Top of Records provided
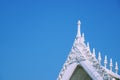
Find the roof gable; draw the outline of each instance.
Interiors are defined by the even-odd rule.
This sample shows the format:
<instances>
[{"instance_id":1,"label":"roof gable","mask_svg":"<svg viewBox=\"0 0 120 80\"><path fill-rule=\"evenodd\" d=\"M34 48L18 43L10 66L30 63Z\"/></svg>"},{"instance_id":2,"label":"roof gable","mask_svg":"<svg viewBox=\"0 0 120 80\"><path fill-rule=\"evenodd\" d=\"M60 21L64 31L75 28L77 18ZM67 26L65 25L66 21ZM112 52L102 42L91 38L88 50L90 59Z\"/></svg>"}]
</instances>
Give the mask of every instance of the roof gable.
<instances>
[{"instance_id":1,"label":"roof gable","mask_svg":"<svg viewBox=\"0 0 120 80\"><path fill-rule=\"evenodd\" d=\"M81 22L78 21L77 36L57 80L70 80L77 66L81 66L92 80L120 79L118 74L112 72L111 69L108 70L106 66L101 65L100 53L98 59L96 59L95 49L93 49L93 52L90 51L89 43L86 44L84 42L84 34L81 35L80 33L80 24ZM107 59L105 59L105 64L106 61ZM110 64L112 68L112 60ZM116 70L118 70L117 68L116 65Z\"/></svg>"}]
</instances>

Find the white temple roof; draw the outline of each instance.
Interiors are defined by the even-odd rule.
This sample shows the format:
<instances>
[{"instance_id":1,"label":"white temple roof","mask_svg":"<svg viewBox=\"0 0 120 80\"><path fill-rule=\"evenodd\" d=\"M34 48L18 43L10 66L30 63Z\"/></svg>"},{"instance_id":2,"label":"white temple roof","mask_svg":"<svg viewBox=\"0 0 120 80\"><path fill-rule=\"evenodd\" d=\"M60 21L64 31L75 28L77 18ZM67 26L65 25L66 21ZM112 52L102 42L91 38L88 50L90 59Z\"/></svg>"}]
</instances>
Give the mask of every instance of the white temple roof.
<instances>
[{"instance_id":1,"label":"white temple roof","mask_svg":"<svg viewBox=\"0 0 120 80\"><path fill-rule=\"evenodd\" d=\"M98 59L95 56L95 49L90 51L89 43L84 42L84 34L80 33L80 20L78 21L78 31L72 49L68 55L66 62L61 69L57 80L70 80L77 66L81 66L92 80L120 80L117 74L118 65L116 64L116 73L112 71L112 61L110 62L110 70L106 68L107 57L105 57L104 65L101 65L101 54Z\"/></svg>"}]
</instances>

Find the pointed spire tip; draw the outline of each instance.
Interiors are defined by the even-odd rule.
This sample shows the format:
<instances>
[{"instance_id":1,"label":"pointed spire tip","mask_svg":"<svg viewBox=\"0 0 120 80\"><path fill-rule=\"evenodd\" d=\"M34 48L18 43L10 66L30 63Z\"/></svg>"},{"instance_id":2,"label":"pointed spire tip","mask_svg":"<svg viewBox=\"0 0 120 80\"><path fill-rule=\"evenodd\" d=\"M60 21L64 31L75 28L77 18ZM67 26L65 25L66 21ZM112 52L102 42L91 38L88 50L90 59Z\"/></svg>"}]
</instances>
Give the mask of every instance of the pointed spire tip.
<instances>
[{"instance_id":1,"label":"pointed spire tip","mask_svg":"<svg viewBox=\"0 0 120 80\"><path fill-rule=\"evenodd\" d=\"M80 22L80 20L78 20L78 25L80 25L81 24L81 22Z\"/></svg>"},{"instance_id":2,"label":"pointed spire tip","mask_svg":"<svg viewBox=\"0 0 120 80\"><path fill-rule=\"evenodd\" d=\"M80 22L80 20L78 20L78 31L77 31L77 37L81 37L81 32L80 32L80 24L81 24L81 22Z\"/></svg>"}]
</instances>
Bottom of Records provided
# [Your objective]
The whole of the data above needs retyping exactly, with pictures omitted.

# [Expected answer]
Find the roof gable; draw the outline of each instance.
Interiors are defined by the even-odd rule.
This sample shows the format:
<instances>
[{"instance_id":1,"label":"roof gable","mask_svg":"<svg viewBox=\"0 0 120 80\"><path fill-rule=\"evenodd\" d=\"M34 48L18 43L10 66L30 63Z\"/></svg>"},{"instance_id":2,"label":"roof gable","mask_svg":"<svg viewBox=\"0 0 120 80\"><path fill-rule=\"evenodd\" d=\"M60 21L64 31L75 28L77 18ZM67 26L65 25L66 21ZM112 52L102 42L91 38L88 50L90 59Z\"/></svg>"}]
</instances>
Give the mask of every instance of the roof gable.
<instances>
[{"instance_id":1,"label":"roof gable","mask_svg":"<svg viewBox=\"0 0 120 80\"><path fill-rule=\"evenodd\" d=\"M81 22L78 21L77 36L57 80L70 80L77 66L81 66L92 80L120 79L118 74L112 72L111 69L108 70L106 66L101 65L100 53L98 59L96 59L95 49L93 49L93 52L90 51L89 43L86 44L84 42L84 34L81 35L80 33L80 24ZM107 59L105 59L105 64L106 61ZM110 64L112 68L112 60ZM116 70L118 70L117 68L116 65Z\"/></svg>"}]
</instances>

Find the white temple roof; draw the outline of each instance.
Interiors are defined by the even-odd rule.
This sample shows the format:
<instances>
[{"instance_id":1,"label":"white temple roof","mask_svg":"<svg viewBox=\"0 0 120 80\"><path fill-rule=\"evenodd\" d=\"M34 48L18 43L10 66L30 63Z\"/></svg>"},{"instance_id":2,"label":"white temple roof","mask_svg":"<svg viewBox=\"0 0 120 80\"><path fill-rule=\"evenodd\" d=\"M60 21L64 31L75 28L77 18ZM67 26L65 25L66 21ZM112 52L102 42L91 38L88 50L90 59Z\"/></svg>"}]
</instances>
Give the mask of every instance of the white temple roof.
<instances>
[{"instance_id":1,"label":"white temple roof","mask_svg":"<svg viewBox=\"0 0 120 80\"><path fill-rule=\"evenodd\" d=\"M98 59L95 56L95 49L90 51L89 43L84 42L84 34L80 33L80 20L78 21L78 31L72 49L68 55L66 62L61 69L57 80L70 80L77 66L81 66L92 80L120 80L117 74L118 65L116 64L116 73L112 71L112 61L110 62L110 70L106 68L107 57L105 57L104 65L101 65L101 54Z\"/></svg>"}]
</instances>

Find the pointed spire tip; draw the outline of each instance.
Interiors are defined by the even-odd rule.
This sample shows the format:
<instances>
[{"instance_id":1,"label":"pointed spire tip","mask_svg":"<svg viewBox=\"0 0 120 80\"><path fill-rule=\"evenodd\" d=\"M34 48L18 43L10 66L30 63Z\"/></svg>"},{"instance_id":2,"label":"pointed spire tip","mask_svg":"<svg viewBox=\"0 0 120 80\"><path fill-rule=\"evenodd\" d=\"M60 21L64 31L75 28L77 18ZM67 26L65 25L66 21ZM112 52L102 42L91 38L88 50L90 59Z\"/></svg>"}]
</instances>
Give the mask of every instance of the pointed spire tip.
<instances>
[{"instance_id":1,"label":"pointed spire tip","mask_svg":"<svg viewBox=\"0 0 120 80\"><path fill-rule=\"evenodd\" d=\"M80 22L80 20L78 20L78 25L80 25L81 24L81 22Z\"/></svg>"},{"instance_id":2,"label":"pointed spire tip","mask_svg":"<svg viewBox=\"0 0 120 80\"><path fill-rule=\"evenodd\" d=\"M80 22L80 20L78 20L78 31L77 31L77 37L81 37L81 32L80 32L80 24L81 24L81 22Z\"/></svg>"}]
</instances>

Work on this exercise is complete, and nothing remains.